WORK REQUIRED
Quote the entries that follow exactly, leaving none out.

(begin)

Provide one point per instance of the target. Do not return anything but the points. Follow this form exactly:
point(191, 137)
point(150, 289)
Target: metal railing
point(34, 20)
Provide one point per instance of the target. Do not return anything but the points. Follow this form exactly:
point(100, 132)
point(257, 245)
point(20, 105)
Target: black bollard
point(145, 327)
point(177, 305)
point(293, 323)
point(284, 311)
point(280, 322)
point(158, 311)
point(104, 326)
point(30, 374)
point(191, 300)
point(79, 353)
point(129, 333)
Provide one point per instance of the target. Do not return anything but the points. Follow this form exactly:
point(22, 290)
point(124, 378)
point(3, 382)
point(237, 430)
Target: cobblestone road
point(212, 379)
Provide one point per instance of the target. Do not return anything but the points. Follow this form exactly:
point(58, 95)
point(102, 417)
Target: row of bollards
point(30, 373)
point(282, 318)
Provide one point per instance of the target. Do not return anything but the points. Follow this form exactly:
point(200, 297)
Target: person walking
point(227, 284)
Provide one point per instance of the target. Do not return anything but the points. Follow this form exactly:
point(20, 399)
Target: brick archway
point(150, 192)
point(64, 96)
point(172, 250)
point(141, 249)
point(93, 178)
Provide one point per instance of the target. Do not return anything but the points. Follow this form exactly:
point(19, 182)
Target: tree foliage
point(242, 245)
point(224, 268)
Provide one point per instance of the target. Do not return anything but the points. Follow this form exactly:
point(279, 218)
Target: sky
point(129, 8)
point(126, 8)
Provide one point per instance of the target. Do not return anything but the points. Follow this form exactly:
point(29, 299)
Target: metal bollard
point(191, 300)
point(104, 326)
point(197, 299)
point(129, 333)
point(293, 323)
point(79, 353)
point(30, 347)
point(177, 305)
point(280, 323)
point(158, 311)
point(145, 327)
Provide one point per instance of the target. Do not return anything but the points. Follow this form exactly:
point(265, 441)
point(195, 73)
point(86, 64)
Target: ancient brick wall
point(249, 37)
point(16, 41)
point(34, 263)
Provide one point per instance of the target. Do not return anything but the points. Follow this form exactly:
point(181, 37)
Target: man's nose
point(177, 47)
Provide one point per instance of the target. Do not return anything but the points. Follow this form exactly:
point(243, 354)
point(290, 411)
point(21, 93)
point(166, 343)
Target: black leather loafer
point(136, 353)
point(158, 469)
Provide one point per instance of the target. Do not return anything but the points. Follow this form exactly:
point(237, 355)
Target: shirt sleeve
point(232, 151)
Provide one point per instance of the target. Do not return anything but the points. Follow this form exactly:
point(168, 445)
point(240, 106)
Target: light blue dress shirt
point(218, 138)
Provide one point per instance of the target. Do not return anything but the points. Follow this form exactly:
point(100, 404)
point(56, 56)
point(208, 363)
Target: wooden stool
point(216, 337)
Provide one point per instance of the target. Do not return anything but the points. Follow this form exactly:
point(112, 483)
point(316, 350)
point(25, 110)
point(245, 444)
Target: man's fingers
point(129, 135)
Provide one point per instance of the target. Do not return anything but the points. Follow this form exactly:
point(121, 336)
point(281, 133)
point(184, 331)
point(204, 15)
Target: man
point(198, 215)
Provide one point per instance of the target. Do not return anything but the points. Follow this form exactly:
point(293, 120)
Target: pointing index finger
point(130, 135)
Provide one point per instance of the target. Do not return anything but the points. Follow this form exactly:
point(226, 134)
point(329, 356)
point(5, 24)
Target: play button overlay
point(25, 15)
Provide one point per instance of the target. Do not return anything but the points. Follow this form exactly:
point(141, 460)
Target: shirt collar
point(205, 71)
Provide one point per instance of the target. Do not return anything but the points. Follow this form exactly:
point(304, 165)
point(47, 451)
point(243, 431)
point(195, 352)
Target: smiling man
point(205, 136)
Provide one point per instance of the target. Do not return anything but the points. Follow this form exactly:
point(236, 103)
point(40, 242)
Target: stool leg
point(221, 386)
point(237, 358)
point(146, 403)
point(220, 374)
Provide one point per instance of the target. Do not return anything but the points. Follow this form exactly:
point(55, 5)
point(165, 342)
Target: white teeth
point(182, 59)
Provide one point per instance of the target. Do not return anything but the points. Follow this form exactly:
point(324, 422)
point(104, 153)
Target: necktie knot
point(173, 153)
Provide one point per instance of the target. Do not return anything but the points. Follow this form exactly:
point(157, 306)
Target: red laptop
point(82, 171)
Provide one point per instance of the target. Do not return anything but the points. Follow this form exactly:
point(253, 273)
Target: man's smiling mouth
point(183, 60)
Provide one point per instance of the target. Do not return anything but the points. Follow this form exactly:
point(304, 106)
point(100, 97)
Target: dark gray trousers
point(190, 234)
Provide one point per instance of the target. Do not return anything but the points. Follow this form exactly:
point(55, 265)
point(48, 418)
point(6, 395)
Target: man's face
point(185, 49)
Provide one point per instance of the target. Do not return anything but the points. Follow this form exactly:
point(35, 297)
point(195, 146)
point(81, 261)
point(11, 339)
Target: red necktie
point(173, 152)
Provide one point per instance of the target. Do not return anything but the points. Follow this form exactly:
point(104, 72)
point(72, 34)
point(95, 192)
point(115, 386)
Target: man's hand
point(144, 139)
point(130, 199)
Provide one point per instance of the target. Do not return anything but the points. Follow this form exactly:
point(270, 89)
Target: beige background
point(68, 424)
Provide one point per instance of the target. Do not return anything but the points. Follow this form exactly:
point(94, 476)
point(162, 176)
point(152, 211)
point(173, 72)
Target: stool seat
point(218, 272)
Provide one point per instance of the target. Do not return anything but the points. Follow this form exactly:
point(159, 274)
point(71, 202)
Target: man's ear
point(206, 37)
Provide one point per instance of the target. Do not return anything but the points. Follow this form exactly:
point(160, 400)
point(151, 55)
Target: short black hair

(end)

RESPONSE FOR THIS EXERCISE
Provide one point per instance of the target. Do not return anything but the points. Follow this form exactly:
point(191, 137)
point(150, 289)
Target: metal railing
point(34, 20)
Provide one point per instance of the target. Do not return anything but the points. Follow this form exactly:
point(100, 132)
point(257, 245)
point(20, 105)
Target: black bollard
point(145, 327)
point(177, 305)
point(293, 323)
point(284, 311)
point(280, 322)
point(158, 311)
point(104, 326)
point(30, 374)
point(191, 300)
point(79, 353)
point(129, 333)
Provide one point per instance of the target. Do not return anything but the points. Follow this form exactly:
point(22, 290)
point(124, 378)
point(3, 382)
point(237, 430)
Target: cobblestone road
point(212, 379)
Provide one point per instance of the target. Do not return anything but the points. Follow this form exactly:
point(58, 95)
point(102, 417)
Target: row of bollards
point(30, 373)
point(282, 318)
Provide one point per instance of the target. Do not return anything but the points. Follow this form exactly:
point(200, 297)
Target: person walking
point(227, 284)
Provide one point per instance of the target. Do not return anything but the points. Follow this form exactly:
point(20, 399)
Target: brick archway
point(150, 192)
point(64, 96)
point(172, 250)
point(141, 249)
point(93, 178)
Provide one point per instance of the target. Do not return anything but the points. Follow this form exactly:
point(19, 182)
Target: tree foliage
point(242, 245)
point(224, 268)
Provide one point per instance of the target. Do not return anything but the points. Follow this form exactly:
point(279, 218)
Target: sky
point(129, 8)
point(126, 8)
Provide one point per instance of the target. Do not return anything but the points. Follow this form exactly:
point(29, 299)
Target: metal bollard
point(191, 300)
point(104, 326)
point(197, 299)
point(129, 333)
point(293, 323)
point(79, 353)
point(30, 347)
point(177, 305)
point(280, 323)
point(158, 311)
point(145, 327)
Provide one point per instance of the target. Do not return anything but the points. Follow this form exactly:
point(265, 441)
point(195, 73)
point(86, 64)
Target: ancient brick wall
point(249, 37)
point(16, 41)
point(34, 263)
Provide one point per instance of the target. Do not return anything but the points. Follow this form exactly:
point(181, 37)
Target: man's nose
point(177, 47)
Provide one point per instance of the target. Do not return anything but the points. Follow this form exactly:
point(243, 354)
point(290, 411)
point(21, 93)
point(166, 343)
Target: black leather loafer
point(136, 353)
point(158, 469)
Provide one point per instance of the target. Do not return anything but the points. Follow this form exactly:
point(237, 355)
Target: shirt sleeve
point(232, 151)
Provide one point per instance of the target. Do not return anything but the points. Follow this form exactly:
point(168, 445)
point(240, 106)
Target: light blue dress shirt
point(218, 138)
Provide one point per instance of the target. Do not return anything but the points. Follow this form exactly:
point(100, 404)
point(56, 56)
point(208, 363)
Target: wooden stool
point(216, 337)
Provide one point per instance of the target. Do not return anything but the points. Follow this form exactly:
point(112, 483)
point(316, 350)
point(25, 110)
point(245, 444)
Target: man's fingers
point(129, 135)
Provide one point per instance of the target. Do not return anything but the points. Follow this form exactly:
point(121, 336)
point(281, 133)
point(184, 331)
point(204, 15)
Target: man
point(198, 215)
Provide one point per instance of the target. Do not return anything but the points. Follow this form exactly:
point(293, 120)
Target: pointing index finger
point(130, 135)
Provide one point per instance of the target. Do not return anything but the points. Follow this form exactly:
point(226, 134)
point(329, 356)
point(5, 24)
Target: play button overlay
point(25, 15)
Provide one point per instance of the target. Do not return anything but the points. Follow this form exactly:
point(141, 460)
Target: shirt collar
point(205, 71)
Provide one point per instance of the target. Do not return anything but the points. Follow this form exactly:
point(304, 165)
point(47, 451)
point(243, 431)
point(195, 352)
Target: smiling man
point(205, 136)
Provide one point per instance of the target. Do not return anything but the points. Follow this form exactly:
point(236, 103)
point(40, 242)
Target: stool leg
point(221, 386)
point(237, 358)
point(146, 403)
point(220, 374)
Provide one point per instance of the target. Do not return anything but the points. Follow this form exactly:
point(55, 5)
point(165, 342)
Target: white teeth
point(182, 59)
Provide one point per instance of the target. Do not return anything but the points. Follow this form exactly:
point(324, 422)
point(104, 153)
Target: necktie knot
point(173, 153)
Provide one point per instance of the target. Do not return anything but the points. Follow this form exactly:
point(157, 306)
Target: red laptop
point(82, 171)
Provide one point per instance of the target. Do not return anything but the points. Follow this form exactly:
point(253, 273)
Target: man's smiling mouth
point(183, 60)
Provide one point per instance of the target. Do not return anything but the points. Follow this form exactly:
point(304, 106)
point(100, 97)
Target: dark gray trousers
point(190, 234)
Provide one point per instance of the target. Do not return anything but the points. Follow this form exactly:
point(55, 265)
point(48, 418)
point(6, 395)
Target: man's face
point(185, 49)
Provide one point per instance of the target. Do not return anything but the points. Follow this form exactly:
point(35, 297)
point(195, 146)
point(81, 261)
point(11, 339)
Target: red necktie
point(173, 152)
Provide one point per instance of the target. Do not return anything but the points. Follow this form exactly:
point(104, 72)
point(72, 34)
point(95, 192)
point(115, 386)
Target: man's hand
point(144, 139)
point(130, 199)
Provide one point per instance of the target. Do not return anything but the points. Follow this form exactly:
point(270, 89)
Target: beige background
point(68, 424)
Provide one point per instance of the target. Do not return anything but the points. Follow this form exactly:
point(94, 476)
point(162, 176)
point(152, 211)
point(173, 72)
Target: stool seat
point(218, 272)
Provide one point per instance of the target. Do not return anything but the points. Follow this form exactly:
point(159, 274)
point(71, 202)
Target: man's ear
point(206, 37)
Provide one point per instance of the target. Do not return anything but the points. Follow this form exactly:
point(160, 400)
point(151, 55)
Target: short black hair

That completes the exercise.